* **Task to carry out**
Continue the forum thread about a Cruze owner's poor gas mileage from the point at which it ends.

* **Text shown**
-- Begin --

# bad MPG? What is the culprit?



## Mo Cruze (Aug 29, 2014)

Seems everyone on here gets better gas mileage than me. I dont get it. I dont drive like a mad man or anything. Is there anything that could be causeing my cruze to have poor MPG? My intake is clean.. Anything else that can affect gas mileage? the highest ie ver got was 28.1 on the dash. Trying really hard. Now im averaging 26.9 in the last almost 3000 miles. And that really only like 25 b/c my dash projects about 2 mpg over actuall.


----------



## NickD (Dec 10, 2011)

Winter gas is not the problem in Florida, use to seeing my miles remaining well over 640 mile after a fillup. If I can hold it under 65 mph on a long trip, getting well over 44 mpg using the long division method, distance divided by number of gallons consumed.

Only modification to my Cruze 1/4L was getting rid of those stupid NGK plugs and switching to Autolite's APP 3923's gapped at 26 mils. And stretching those boot springs out so they don't hand up in the boots. Only use top tier 91 octane ethanol free gas, in my neck of the woods, Mobile is the best.

Last tank dropped to 33.9 mpg, have to live with winter gas, but expecting this tank to drop to 30 mpg and have been this way for the last three years. Over the last summer, has been in the 39.7 mpg range with combined city and highway driving. I do not fly up to a traffic or stop sign to slam on the brakes like most drivers do, then nail the gas pedal to the floor when taking off again.

Usually drive at 72 mph on the interstate, any slower would get ran over.


----------



## Merc6 (Jun 8, 2013)

What PSI is your tires and what brand/grade of gas are you running? How is the weather down there? Are you sitting in traffic with a/c on?


----------



## brian v (Dec 25, 2011)

Hay don't tell OP , But did'nt Danny get rid of his cruzen because he Hydrolocked IT .. 

Maybe OP got Danny"s old cruzen ..would'nt that be a hoot .


----------



## spacedout (Dec 7, 2010)

Too little to go on.... When you reset your trip computer at fill up, what is your average speed for each tank? Really need to figure out how much city driving your doing. Stop and go traffic & idling is the main culprit to poor mileage.


----------



## Merc6 (Jun 8, 2013)

spacedout said:


> Too little to go on.... When you reset your trip computer at fill up, what is your average speed for each tank? Really need to figure out how much city driving your doing. Stop and go traffic & idling is the main culprit to poor mileage.


yeah , stop and GO GO GO. Also I been trapped behind this car forever and floor it well after you passed them to make up for the time you lost behind slow poke.

-- End --

* **Supplied information**
-- Begin --

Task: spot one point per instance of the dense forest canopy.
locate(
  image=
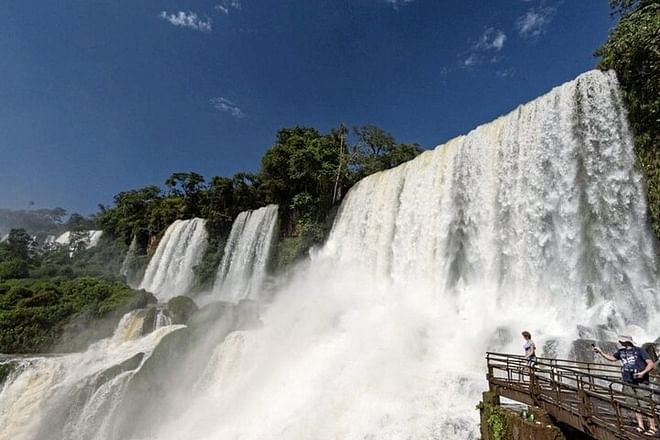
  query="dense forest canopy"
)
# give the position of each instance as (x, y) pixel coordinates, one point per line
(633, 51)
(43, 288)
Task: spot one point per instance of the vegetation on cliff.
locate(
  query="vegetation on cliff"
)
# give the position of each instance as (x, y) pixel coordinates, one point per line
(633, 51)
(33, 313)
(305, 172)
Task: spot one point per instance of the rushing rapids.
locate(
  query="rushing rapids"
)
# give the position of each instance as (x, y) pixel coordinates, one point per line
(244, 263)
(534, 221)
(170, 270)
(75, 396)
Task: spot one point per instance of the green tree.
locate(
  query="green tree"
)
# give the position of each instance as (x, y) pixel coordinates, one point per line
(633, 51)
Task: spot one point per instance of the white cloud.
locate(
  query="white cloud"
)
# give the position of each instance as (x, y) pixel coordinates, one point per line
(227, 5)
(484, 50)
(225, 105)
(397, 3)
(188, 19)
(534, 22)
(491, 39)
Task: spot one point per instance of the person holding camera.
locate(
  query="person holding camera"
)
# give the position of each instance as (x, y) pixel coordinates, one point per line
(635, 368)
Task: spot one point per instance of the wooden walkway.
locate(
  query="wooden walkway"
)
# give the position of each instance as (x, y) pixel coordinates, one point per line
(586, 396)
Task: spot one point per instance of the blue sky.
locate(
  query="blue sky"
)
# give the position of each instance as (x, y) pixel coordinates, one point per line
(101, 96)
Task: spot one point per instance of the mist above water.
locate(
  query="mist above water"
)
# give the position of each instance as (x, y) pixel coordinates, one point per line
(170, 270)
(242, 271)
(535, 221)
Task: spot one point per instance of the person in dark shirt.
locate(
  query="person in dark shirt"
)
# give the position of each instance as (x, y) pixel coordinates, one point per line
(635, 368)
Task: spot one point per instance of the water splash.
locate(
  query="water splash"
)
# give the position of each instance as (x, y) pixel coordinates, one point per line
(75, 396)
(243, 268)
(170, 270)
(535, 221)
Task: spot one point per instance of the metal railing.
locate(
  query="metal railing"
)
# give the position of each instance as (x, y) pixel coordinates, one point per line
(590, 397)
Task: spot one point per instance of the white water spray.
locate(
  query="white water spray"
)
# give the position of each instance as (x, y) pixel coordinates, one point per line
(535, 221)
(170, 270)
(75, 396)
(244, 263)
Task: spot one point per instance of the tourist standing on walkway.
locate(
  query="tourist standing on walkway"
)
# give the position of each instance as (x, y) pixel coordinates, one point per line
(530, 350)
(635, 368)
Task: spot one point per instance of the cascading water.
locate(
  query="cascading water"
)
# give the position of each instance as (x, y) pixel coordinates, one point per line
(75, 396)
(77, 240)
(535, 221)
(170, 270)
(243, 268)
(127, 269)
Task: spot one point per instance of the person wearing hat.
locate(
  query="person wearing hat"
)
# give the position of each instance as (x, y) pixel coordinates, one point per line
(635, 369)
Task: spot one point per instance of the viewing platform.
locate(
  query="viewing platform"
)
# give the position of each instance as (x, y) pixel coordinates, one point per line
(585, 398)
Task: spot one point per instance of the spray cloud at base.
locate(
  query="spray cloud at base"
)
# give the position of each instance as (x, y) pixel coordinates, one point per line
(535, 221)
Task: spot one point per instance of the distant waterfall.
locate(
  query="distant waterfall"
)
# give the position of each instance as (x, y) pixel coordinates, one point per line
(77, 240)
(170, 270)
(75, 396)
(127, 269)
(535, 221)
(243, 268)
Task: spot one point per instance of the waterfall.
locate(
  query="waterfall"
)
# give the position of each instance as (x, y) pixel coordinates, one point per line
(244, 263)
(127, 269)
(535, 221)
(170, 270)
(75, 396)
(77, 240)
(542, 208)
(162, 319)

-- End --
-- Begin --

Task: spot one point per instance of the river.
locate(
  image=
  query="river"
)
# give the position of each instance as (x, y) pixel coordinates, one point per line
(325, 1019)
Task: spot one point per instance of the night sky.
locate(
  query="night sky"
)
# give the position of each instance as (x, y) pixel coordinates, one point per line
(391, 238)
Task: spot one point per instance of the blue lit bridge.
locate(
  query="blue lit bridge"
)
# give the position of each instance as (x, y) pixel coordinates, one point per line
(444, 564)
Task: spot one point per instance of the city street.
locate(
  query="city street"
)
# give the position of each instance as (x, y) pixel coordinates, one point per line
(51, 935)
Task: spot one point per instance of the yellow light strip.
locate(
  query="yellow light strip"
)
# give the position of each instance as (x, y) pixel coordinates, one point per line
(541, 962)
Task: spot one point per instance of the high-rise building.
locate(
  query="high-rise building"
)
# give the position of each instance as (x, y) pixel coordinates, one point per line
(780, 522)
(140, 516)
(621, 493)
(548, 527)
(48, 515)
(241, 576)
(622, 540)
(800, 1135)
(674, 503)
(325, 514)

-- End --

* **Task output**
----------



## grs1961 (Oct 23, 2012)

Have you gapped your spark-plugs correctly?


----------



## NickD (Dec 10, 2011)

You mean like when Nixon dropped the interstate speed limit to 55 mph, to save on fuel usage. When 90% of the people in cities were trying to dive in stalled traffic?

Truckers really complained, were geared to get the best fuel economy at 70 mph. Not only many extra hours on the road, but poorer mileage as well. Was driving my 70 Buick Rivera back then, was getting 20 mpg at 70, dropped to 17 at 55.

So what kills? Is it speed or pure boredom?


----------



## tracepk (Aug 20, 2013)

I recently moved from 20 miles out of town to right on the edge of town, my avg mpg per tank dropped from 38mpg to 26mpg now that im doing almost all city driving :/


----------



## NickD (Dec 10, 2011)

This is what my Window sticker has to say on this subject?

City MPG 26
21 to 31 mpg for most drivers.

Highway MPG 38
31 to 45 mpg for most drivers.

Looks like you are in the city expected range.


----------



## Mo Cruze (Aug 29, 2014)

spacedout said:


> Too little to go on.... When you reset your trip computer at fill up, what is your average speed for each tank? Really need to figure out how much city driving your doing. Stop and go traffic & idling is the main culprit to poor mileage.


I think my average speed is like 27 ill have to check when i get in my car again. I do probably 70% highway. Speed limit 70. South Florida.


----------



## Mo Cruze (Aug 29, 2014)

Merc6 said:


> What PSI is your tires and what brand/grade of gas are you running? How is the weather down there? Are you sitting in traffic with a/c on?


Of course i have my AC on always lmao! Im in south florida. Its always hot. Thats the weather. Runnin regular gas. Ive seen so many people say mileage doesnt change with gas grade. psi i have at 32. 17inch LT2


----------



## Mo Cruze (Aug 29, 2014)

grs1961 said:


> Have you gapped your spark-plugs correctly?


No i havent had a chance to touch them yet. And to be honest im a bit nervous after hearing everyone ripping their boots! could this affect gas mileage?


----------



## Mo Cruze (Aug 29, 2014)

NickD said:


> This is what my Window sticker has to say on this subject?
> 
> City MPG 26
> 21 to 31 mpg for most drivers.
> ...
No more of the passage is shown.